Assignment: Your answer should be each line of the entries that contains the word "duck", copied in full.

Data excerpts

══════════════════════════════

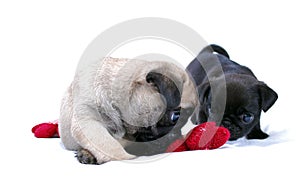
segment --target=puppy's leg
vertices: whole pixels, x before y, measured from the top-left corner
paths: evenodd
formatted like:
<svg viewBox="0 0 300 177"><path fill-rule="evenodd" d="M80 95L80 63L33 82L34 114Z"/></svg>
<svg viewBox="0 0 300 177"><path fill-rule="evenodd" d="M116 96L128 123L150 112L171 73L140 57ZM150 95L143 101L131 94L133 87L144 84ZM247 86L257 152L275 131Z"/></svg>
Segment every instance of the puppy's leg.
<svg viewBox="0 0 300 177"><path fill-rule="evenodd" d="M75 151L80 145L74 140L71 133L71 122L73 118L73 83L65 93L58 119L58 132L64 147L68 150Z"/></svg>
<svg viewBox="0 0 300 177"><path fill-rule="evenodd" d="M269 135L260 129L260 123L258 123L246 137L247 139L266 139Z"/></svg>
<svg viewBox="0 0 300 177"><path fill-rule="evenodd" d="M127 160L135 156L128 154L99 121L101 115L91 106L75 108L71 132L83 149L87 149L101 164L111 160Z"/></svg>

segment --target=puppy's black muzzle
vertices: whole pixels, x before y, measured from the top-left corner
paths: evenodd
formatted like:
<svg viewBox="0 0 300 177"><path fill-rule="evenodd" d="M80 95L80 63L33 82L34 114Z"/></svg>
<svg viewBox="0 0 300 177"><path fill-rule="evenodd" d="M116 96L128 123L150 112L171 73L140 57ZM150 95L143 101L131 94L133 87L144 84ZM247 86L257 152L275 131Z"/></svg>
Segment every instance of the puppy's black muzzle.
<svg viewBox="0 0 300 177"><path fill-rule="evenodd" d="M194 109L174 109L151 127L142 127L134 134L133 142L126 151L134 155L154 155L163 153L176 139L181 138L181 128L186 124Z"/></svg>
<svg viewBox="0 0 300 177"><path fill-rule="evenodd" d="M156 125L140 128L140 130L134 134L135 141L147 142L165 136L172 131L180 117L180 109L167 111L165 116Z"/></svg>

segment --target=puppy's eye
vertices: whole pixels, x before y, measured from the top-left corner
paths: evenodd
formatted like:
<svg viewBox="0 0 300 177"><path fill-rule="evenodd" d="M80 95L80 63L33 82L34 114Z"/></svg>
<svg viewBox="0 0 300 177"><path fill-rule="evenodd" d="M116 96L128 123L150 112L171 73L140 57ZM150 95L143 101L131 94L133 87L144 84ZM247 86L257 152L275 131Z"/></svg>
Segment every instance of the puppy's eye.
<svg viewBox="0 0 300 177"><path fill-rule="evenodd" d="M207 106L207 111L208 111L208 114L211 115L211 105Z"/></svg>
<svg viewBox="0 0 300 177"><path fill-rule="evenodd" d="M180 117L180 111L179 110L173 111L171 115L171 121L176 122L179 119L179 117Z"/></svg>
<svg viewBox="0 0 300 177"><path fill-rule="evenodd" d="M254 120L254 116L250 113L244 113L241 115L241 119L244 124L250 124Z"/></svg>

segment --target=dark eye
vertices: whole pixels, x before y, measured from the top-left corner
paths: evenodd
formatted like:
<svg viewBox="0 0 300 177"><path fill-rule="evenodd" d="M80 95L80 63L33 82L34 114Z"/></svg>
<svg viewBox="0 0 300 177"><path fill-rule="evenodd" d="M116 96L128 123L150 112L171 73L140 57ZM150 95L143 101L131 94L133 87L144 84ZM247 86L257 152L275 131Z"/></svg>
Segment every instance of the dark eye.
<svg viewBox="0 0 300 177"><path fill-rule="evenodd" d="M250 124L254 120L254 116L250 113L244 113L241 115L241 119L244 124Z"/></svg>
<svg viewBox="0 0 300 177"><path fill-rule="evenodd" d="M180 117L180 111L173 111L171 114L171 121L176 122Z"/></svg>
<svg viewBox="0 0 300 177"><path fill-rule="evenodd" d="M210 115L211 114L211 105L207 105L207 111L208 111L208 114Z"/></svg>

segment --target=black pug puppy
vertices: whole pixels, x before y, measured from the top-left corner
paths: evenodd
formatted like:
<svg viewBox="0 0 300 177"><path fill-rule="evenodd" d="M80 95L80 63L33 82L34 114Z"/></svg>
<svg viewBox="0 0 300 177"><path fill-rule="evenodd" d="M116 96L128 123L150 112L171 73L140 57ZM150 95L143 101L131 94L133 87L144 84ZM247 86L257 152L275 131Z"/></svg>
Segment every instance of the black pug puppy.
<svg viewBox="0 0 300 177"><path fill-rule="evenodd" d="M230 139L265 139L260 128L261 111L268 111L278 95L253 72L229 59L218 45L205 47L187 66L186 71L198 86L199 115L194 124L214 121L228 128Z"/></svg>

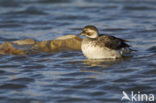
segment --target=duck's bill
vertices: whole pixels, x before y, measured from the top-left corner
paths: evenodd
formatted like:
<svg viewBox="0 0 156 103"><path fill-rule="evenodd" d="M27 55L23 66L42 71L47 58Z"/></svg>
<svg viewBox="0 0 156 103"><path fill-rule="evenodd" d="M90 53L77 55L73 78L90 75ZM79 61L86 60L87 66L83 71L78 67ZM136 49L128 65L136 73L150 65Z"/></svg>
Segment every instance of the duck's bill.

══════════════════════════════

Problem solution:
segment --target=duck's bill
Segment every instance of the duck's bill.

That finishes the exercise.